Records for this task
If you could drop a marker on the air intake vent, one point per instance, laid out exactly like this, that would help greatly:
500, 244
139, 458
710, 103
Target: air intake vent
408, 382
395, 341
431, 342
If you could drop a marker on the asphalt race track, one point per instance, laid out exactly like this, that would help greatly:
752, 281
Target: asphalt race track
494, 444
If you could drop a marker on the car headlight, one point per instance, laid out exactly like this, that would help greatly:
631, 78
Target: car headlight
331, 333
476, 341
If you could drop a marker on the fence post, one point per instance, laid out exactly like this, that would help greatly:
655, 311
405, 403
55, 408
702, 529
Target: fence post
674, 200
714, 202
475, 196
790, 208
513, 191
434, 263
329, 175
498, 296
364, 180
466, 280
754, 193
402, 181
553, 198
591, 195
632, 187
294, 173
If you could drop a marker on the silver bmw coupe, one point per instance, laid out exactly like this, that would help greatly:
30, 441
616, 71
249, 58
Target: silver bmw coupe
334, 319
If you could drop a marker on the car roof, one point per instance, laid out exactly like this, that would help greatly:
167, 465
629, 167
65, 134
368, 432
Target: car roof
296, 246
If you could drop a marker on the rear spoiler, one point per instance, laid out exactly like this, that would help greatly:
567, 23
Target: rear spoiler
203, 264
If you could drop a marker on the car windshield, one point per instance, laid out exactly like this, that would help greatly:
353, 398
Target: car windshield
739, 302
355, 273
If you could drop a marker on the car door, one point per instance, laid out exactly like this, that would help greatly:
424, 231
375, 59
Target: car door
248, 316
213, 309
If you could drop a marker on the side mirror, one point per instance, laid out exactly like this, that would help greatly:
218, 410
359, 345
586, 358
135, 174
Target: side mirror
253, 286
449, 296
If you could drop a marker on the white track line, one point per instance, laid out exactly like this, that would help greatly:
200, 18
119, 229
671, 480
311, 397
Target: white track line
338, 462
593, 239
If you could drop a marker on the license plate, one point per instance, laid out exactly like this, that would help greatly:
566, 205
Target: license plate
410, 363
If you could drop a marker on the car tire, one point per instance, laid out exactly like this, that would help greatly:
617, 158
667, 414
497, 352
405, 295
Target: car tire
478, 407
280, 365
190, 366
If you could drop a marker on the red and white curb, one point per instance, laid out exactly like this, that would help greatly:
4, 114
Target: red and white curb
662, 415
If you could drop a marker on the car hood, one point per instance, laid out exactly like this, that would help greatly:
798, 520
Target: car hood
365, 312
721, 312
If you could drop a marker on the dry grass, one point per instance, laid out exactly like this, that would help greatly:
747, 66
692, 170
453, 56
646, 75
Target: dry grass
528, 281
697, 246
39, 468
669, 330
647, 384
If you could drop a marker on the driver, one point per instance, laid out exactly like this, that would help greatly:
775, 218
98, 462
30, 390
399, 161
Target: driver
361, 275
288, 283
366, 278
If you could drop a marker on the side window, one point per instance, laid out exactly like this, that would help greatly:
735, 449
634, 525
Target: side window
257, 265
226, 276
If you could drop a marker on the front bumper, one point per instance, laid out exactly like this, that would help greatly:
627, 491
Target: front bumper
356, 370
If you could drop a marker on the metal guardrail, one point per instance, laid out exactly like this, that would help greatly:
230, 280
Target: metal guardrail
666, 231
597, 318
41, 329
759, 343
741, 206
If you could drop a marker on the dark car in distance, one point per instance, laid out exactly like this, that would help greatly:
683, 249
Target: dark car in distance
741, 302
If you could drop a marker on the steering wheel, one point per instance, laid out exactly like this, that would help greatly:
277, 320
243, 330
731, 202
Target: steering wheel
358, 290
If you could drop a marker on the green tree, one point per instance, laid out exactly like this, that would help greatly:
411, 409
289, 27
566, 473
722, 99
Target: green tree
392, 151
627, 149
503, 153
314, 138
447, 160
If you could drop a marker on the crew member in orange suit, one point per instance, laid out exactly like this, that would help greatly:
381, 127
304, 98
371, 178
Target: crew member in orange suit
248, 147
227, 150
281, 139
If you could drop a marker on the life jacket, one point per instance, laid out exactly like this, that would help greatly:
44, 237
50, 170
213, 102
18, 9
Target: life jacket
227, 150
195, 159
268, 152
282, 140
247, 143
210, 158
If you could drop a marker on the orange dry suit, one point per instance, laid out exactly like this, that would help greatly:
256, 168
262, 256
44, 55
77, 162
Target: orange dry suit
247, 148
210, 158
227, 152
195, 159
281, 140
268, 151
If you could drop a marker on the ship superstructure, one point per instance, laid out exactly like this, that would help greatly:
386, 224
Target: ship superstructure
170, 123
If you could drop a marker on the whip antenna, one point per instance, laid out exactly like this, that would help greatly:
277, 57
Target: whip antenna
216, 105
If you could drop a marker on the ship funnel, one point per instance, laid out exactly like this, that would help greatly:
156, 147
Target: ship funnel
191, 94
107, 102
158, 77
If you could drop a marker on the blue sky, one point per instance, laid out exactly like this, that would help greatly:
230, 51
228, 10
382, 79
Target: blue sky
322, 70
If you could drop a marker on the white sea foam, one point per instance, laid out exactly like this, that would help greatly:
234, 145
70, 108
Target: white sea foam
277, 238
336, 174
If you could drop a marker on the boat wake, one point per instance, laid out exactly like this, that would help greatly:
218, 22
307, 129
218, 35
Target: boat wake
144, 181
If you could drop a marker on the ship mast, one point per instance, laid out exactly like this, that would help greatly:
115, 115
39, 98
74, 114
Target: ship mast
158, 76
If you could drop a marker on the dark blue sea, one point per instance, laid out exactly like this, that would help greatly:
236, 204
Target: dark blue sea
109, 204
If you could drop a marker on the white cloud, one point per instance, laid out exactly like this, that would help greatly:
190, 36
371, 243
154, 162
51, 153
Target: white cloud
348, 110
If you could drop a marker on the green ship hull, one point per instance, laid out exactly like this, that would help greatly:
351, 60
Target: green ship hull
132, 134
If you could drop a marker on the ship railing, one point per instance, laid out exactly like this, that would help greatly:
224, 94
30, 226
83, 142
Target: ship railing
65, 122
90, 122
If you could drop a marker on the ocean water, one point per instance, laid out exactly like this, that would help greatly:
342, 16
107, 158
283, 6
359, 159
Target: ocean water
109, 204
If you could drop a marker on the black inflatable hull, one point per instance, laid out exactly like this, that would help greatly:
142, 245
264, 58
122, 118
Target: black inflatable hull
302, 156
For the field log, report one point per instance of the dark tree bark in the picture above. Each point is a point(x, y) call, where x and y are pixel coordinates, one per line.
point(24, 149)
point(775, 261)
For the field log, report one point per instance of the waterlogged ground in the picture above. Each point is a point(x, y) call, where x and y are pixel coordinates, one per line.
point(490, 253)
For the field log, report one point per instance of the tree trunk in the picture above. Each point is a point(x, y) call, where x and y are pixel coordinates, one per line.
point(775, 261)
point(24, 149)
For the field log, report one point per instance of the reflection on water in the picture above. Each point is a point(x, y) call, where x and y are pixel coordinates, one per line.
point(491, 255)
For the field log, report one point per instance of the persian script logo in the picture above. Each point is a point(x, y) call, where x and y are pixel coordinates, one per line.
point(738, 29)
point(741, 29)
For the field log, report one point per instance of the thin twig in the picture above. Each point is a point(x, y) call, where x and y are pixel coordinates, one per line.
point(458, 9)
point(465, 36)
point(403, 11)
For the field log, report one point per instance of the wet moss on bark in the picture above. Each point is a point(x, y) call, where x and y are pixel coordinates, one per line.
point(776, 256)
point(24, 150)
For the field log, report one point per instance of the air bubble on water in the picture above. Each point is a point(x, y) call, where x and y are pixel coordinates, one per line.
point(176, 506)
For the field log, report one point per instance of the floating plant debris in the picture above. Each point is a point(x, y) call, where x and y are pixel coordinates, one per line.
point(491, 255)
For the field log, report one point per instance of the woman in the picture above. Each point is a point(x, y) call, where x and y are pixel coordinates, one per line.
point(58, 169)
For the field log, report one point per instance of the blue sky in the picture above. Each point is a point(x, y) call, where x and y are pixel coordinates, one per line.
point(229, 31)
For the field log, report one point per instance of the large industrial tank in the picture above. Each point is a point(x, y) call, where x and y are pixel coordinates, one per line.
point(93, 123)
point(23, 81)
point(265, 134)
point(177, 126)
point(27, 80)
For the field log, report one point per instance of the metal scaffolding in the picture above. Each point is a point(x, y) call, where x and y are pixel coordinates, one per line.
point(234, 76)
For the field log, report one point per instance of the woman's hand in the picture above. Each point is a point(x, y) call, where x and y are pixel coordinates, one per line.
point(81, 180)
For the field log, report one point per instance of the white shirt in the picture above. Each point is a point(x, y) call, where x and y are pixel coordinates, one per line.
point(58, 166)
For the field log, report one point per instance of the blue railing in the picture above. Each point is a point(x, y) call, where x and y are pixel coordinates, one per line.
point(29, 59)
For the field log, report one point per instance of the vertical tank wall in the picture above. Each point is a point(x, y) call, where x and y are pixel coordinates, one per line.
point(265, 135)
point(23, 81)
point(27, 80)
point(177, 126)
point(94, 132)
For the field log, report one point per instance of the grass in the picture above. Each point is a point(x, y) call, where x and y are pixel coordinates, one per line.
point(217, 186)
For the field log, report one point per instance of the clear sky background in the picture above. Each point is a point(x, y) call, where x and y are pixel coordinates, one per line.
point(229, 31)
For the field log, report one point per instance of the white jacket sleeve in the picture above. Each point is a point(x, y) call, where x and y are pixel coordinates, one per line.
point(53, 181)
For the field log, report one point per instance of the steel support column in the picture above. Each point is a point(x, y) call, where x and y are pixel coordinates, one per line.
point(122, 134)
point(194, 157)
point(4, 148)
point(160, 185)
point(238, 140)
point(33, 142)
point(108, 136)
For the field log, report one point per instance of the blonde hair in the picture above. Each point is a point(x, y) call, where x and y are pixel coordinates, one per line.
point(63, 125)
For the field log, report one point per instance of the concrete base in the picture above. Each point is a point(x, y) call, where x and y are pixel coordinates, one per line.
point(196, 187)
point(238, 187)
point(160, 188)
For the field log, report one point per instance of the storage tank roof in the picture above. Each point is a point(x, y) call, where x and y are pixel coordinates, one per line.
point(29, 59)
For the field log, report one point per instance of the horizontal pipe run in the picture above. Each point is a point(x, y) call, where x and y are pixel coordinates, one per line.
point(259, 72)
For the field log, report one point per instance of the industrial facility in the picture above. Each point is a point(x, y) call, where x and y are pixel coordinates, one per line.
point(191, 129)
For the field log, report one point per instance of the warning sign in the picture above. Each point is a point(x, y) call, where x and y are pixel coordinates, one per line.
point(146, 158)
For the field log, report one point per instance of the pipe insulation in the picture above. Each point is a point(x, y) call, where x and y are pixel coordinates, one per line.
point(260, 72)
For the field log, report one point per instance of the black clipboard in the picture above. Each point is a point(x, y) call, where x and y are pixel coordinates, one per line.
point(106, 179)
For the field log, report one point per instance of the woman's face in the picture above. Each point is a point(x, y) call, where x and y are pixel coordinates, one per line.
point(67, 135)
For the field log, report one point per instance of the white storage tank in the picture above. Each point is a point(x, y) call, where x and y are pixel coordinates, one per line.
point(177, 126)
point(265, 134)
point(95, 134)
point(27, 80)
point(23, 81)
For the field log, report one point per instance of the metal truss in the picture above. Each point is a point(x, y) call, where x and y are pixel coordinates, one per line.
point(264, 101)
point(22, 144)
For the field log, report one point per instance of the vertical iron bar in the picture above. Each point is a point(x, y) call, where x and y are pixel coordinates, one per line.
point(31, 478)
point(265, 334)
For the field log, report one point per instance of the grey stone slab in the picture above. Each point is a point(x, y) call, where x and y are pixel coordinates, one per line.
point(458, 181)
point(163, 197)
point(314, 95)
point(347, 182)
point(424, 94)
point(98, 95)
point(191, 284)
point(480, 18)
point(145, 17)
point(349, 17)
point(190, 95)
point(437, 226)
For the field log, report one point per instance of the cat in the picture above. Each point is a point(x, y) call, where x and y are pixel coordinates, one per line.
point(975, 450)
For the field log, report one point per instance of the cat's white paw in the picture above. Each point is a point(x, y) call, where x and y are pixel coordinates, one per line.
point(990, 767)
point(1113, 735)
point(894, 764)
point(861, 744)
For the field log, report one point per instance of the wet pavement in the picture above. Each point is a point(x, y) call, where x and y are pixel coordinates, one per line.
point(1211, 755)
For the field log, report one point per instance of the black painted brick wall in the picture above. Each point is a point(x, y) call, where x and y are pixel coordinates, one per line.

Exercise prompt
All lines above from the one with "If you could drop a marker on the car headlight, one" to the one with "If you could drop a marker on the car door, one", inclusive, should be copied exactly, and no other lines.

Answer for the task
If you could drop a marker on the car headlight, one point per instance, laid out exactly like this, that would help greatly:
631, 78
Target: car headlight
331, 333
476, 341
If you could drop a marker on the fence post, one point per instance, laid out exactly like this, that would help greatly:
655, 311
405, 403
55, 408
702, 529
Target: fence post
674, 200
714, 202
475, 196
790, 208
513, 191
434, 263
329, 175
498, 296
364, 180
466, 280
754, 193
402, 181
553, 198
591, 195
632, 187
294, 173
If you could drop a marker on the silver bmw coupe, one point per instance, laid out exactly like this, that would help greatly:
30, 441
616, 71
249, 58
Target: silver bmw coupe
334, 319
If you could drop a marker on the car roof, one point per instance, laid out exactly like this, that would help greatly:
167, 465
629, 167
65, 134
368, 432
Target: car roof
296, 246
If you could drop a marker on the rear spoiler, one point per instance, laid out exactly like this, that would help greatly:
567, 23
Target: rear spoiler
203, 264
If you could drop a marker on the car windshield, one point per instance, laid out exactly like this, that would help greatly:
353, 398
Target: car windshield
739, 302
355, 273
If you could drop a marker on the car door, one point per instance, laid out exactly like this, that would help greatly:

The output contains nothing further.